**WHAT TO PRODUCE:**
Can you quote, word for word, the lines in the entries below from the line with "Put a dot on each instance of the leafy" to the line with "column 371, row 1114", including both of those lines?

— begin GIVEN INFORMATION —

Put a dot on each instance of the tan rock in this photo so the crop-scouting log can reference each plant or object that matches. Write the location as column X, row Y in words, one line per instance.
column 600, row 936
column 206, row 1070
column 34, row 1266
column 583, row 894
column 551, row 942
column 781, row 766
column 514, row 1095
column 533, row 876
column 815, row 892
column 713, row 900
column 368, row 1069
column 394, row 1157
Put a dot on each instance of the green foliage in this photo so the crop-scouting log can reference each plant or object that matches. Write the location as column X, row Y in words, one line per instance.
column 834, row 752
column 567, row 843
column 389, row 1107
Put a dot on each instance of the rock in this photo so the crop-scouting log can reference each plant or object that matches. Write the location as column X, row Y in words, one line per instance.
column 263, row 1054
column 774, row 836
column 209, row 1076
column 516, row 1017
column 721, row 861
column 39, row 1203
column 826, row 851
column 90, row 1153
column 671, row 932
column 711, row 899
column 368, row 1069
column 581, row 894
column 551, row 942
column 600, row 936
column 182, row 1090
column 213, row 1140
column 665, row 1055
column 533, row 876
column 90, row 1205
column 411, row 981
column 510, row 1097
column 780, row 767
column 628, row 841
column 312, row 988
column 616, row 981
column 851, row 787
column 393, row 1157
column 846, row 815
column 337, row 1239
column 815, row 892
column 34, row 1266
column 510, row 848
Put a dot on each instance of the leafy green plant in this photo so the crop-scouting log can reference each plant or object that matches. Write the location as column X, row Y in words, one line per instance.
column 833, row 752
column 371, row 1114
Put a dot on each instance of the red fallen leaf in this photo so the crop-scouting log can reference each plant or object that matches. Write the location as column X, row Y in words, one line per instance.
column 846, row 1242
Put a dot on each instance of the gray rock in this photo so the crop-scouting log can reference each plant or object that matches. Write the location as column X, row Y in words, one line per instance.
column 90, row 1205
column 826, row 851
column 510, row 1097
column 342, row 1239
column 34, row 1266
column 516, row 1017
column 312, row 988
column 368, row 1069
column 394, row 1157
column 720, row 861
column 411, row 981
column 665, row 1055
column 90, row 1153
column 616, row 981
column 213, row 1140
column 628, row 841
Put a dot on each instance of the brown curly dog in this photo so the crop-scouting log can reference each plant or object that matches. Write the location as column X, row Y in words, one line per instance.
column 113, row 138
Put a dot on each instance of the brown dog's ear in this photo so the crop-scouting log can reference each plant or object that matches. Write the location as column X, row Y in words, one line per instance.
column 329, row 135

— end GIVEN INFORMATION —

**FINAL ANSWER:**
Put a dot on each instance of the leafy green plant in this photo so the crop-scouting log can reference each plant or object that matches. Write the location as column X, row Y in words, one line per instance.
column 833, row 752
column 371, row 1114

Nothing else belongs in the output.